_AIM OF THE EXERCISE:_
Can you repeat, character for character, the lines of the listing from the one containing "Could you provide the mask of every instance of the <item>fallen" up to and including the one containing "M105 206L107 238L111", and give back nothing else?

— Start of SUPPLIED RECORDS —

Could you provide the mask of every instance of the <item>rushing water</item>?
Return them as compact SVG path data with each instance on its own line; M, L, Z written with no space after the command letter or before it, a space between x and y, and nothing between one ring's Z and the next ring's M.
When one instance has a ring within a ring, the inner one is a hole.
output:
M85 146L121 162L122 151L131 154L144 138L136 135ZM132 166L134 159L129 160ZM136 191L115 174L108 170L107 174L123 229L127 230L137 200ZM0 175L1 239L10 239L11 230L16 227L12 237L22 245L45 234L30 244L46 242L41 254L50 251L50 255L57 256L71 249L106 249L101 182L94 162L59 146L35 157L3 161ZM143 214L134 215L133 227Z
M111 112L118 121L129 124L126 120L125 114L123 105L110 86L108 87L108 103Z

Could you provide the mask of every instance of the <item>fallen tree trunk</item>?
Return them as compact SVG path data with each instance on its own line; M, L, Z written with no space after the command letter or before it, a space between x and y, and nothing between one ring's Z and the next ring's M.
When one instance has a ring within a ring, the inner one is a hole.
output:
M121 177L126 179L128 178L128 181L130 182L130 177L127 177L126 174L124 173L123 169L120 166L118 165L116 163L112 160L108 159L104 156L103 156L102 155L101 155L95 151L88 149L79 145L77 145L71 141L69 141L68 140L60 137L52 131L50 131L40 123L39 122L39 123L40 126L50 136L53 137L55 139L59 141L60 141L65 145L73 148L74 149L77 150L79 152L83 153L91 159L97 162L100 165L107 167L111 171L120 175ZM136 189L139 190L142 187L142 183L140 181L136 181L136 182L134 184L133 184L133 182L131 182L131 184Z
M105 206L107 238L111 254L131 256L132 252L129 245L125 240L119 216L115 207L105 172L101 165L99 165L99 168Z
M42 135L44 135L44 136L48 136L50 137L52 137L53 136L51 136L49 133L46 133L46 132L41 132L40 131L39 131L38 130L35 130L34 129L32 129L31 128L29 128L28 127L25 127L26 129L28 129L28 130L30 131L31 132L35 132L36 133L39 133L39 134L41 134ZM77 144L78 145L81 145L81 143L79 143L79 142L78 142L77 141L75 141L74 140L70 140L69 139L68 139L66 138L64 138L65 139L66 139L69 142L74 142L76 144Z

— End of SUPPLIED RECORDS —

_COMPLETE RESPONSE:_
Could you provide the mask of every instance of the <item>fallen tree trunk</item>?
Return them as compact SVG path data with each instance on its own line; M, L, Z written with no space after the command letter or before it, a space between x and y, and nothing between one ring's Z and the next ring's M.
When one instance has a ring within a ring, the inner one is a hole.
output:
M121 177L126 179L128 178L128 181L130 182L130 177L127 177L126 174L124 173L123 169L120 166L118 165L116 163L112 160L108 159L104 156L103 156L102 155L101 155L95 151L88 149L79 145L77 145L71 141L69 141L68 140L60 137L52 131L50 131L40 123L39 122L39 123L40 126L50 136L53 137L55 139L59 141L60 141L65 145L73 148L74 149L77 150L79 152L83 153L91 159L97 162L100 165L107 167L111 171L120 175ZM136 189L139 190L142 187L142 183L140 181L136 181L136 182L134 184L133 184L133 182L131 182L131 184Z
M105 206L107 238L111 254L131 256L132 252L129 245L125 240L119 216L115 207L105 172L101 165L99 165L99 168Z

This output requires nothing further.